---------- Information shown ----------

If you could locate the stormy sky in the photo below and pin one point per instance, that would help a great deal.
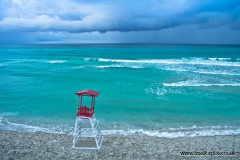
(120, 21)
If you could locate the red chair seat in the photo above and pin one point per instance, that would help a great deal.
(84, 111)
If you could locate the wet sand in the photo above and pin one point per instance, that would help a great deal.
(38, 145)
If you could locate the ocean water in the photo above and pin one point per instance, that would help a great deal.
(158, 90)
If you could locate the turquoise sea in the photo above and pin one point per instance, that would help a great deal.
(158, 90)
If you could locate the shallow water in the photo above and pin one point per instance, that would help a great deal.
(161, 90)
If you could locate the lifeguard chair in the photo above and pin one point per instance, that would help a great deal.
(85, 115)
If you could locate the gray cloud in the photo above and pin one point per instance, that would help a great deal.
(85, 16)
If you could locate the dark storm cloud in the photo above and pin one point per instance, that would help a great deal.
(123, 16)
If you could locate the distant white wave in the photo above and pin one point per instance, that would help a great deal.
(195, 84)
(90, 59)
(191, 61)
(56, 61)
(120, 66)
(220, 59)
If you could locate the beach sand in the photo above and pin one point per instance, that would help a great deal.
(38, 145)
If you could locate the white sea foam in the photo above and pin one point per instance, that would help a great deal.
(6, 125)
(195, 84)
(192, 61)
(163, 132)
(217, 72)
(179, 132)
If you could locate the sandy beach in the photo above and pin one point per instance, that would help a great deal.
(38, 145)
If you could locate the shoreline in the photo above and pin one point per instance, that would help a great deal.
(40, 145)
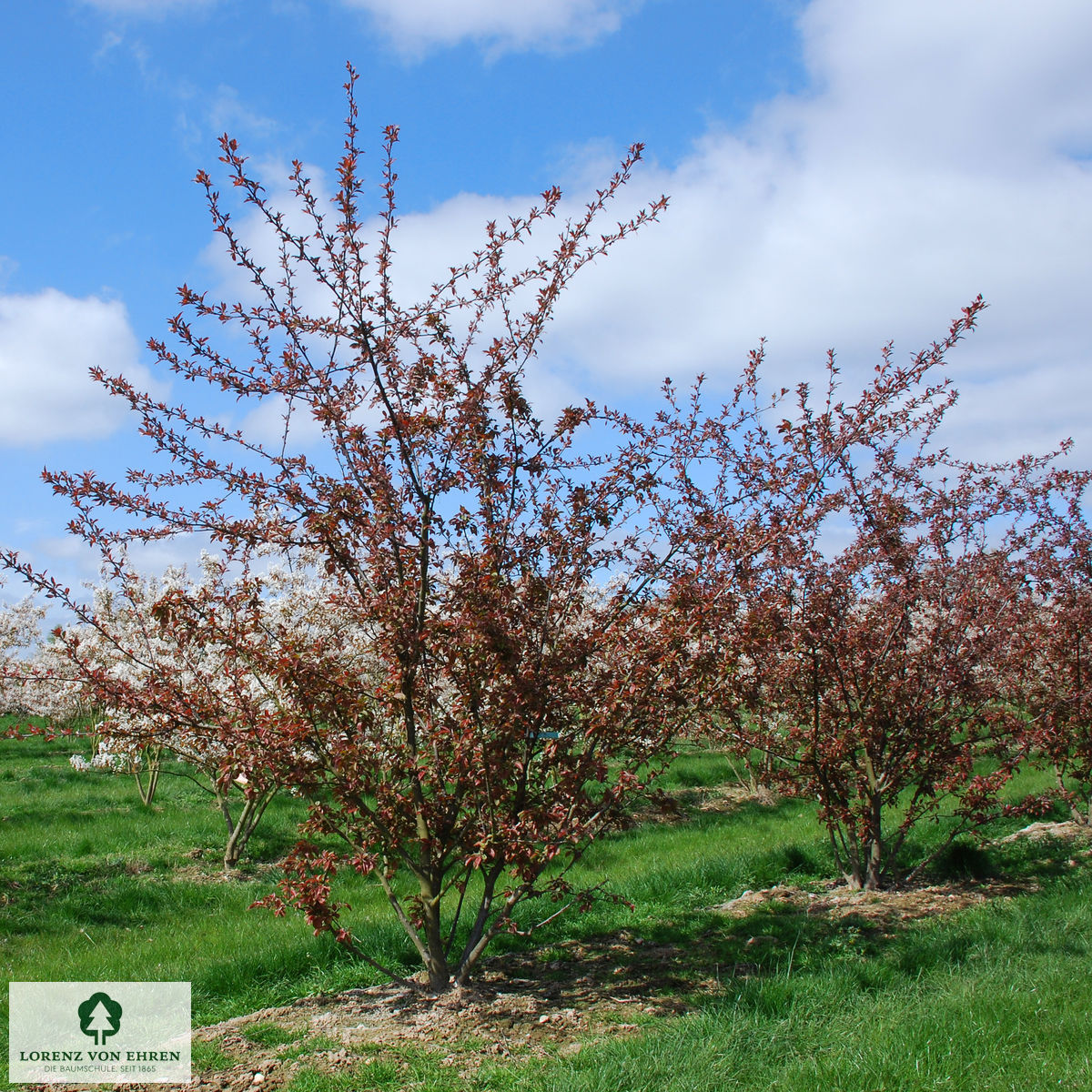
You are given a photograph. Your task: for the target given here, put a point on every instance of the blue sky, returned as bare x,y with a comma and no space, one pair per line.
842,173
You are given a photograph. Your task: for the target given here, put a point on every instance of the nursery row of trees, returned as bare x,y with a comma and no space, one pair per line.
470,637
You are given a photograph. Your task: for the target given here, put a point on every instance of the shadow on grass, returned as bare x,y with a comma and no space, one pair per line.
700,958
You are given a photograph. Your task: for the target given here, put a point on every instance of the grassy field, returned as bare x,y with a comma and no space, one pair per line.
96,885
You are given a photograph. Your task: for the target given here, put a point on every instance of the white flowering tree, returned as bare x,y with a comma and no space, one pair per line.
20,634
162,687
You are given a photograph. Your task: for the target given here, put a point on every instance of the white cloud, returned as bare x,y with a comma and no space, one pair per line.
938,152
47,343
146,9
415,26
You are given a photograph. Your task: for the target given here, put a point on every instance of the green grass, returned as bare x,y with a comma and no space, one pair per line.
94,885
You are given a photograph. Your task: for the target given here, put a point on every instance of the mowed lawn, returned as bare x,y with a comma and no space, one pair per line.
96,885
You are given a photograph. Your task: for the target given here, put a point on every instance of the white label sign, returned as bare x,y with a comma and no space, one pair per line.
98,1032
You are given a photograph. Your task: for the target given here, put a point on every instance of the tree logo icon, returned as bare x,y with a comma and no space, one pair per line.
99,1016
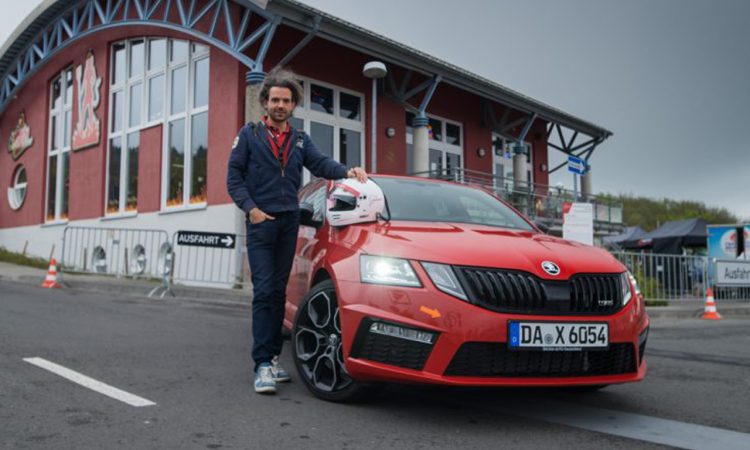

----------

Directive:
Gather every line from the records above that contains the word "water".

Result:
If you could locate the ocean water in the photo above and pin one point per instance, that would help a great deal.
If you could locate the shallow water in the photo above and pin one point per instance, that would help a great deal.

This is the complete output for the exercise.